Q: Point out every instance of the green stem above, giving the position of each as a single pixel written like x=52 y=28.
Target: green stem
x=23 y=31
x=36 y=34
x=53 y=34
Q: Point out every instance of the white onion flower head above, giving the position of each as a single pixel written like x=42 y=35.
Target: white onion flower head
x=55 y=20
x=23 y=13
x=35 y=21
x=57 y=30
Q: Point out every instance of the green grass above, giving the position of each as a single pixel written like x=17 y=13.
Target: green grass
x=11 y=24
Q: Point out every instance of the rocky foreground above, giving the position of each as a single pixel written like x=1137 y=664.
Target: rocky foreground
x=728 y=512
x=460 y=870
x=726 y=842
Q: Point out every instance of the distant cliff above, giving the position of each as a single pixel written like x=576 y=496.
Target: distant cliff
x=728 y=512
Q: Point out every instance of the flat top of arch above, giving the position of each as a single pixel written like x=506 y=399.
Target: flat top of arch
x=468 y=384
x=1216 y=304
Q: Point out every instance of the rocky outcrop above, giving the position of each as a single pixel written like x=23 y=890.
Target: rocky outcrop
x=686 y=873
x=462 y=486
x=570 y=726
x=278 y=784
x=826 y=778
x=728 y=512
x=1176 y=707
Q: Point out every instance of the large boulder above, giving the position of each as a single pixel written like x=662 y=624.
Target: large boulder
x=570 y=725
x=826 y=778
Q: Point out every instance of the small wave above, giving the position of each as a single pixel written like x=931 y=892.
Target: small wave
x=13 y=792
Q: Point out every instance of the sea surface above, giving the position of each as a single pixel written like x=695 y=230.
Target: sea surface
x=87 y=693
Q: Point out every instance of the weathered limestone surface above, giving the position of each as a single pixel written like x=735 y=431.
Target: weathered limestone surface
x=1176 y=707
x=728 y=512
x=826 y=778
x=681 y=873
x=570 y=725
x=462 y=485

▬▬▬▬▬▬

> Exercise requirements: Please return, unchanged, every line from the one containing "Q: Point out every instance of the small" through the last line of the rows, including both of those lines.

> Finished task:
Q: Point out every instance of the small wave above, giving the position of each as a single pixel written like x=931 y=892.
Target: small wave
x=13 y=792
Q: Point out every instance of the sea surface above, giving the position of each as a single pixel written like x=695 y=230.
Target: sea surface
x=87 y=693
Q: Point out every instance of the weathered limestone surface above, giving the position of each as a single pixel written like x=735 y=431.
Target: weathered limestone surface
x=1176 y=707
x=728 y=512
x=826 y=778
x=681 y=873
x=570 y=725
x=462 y=485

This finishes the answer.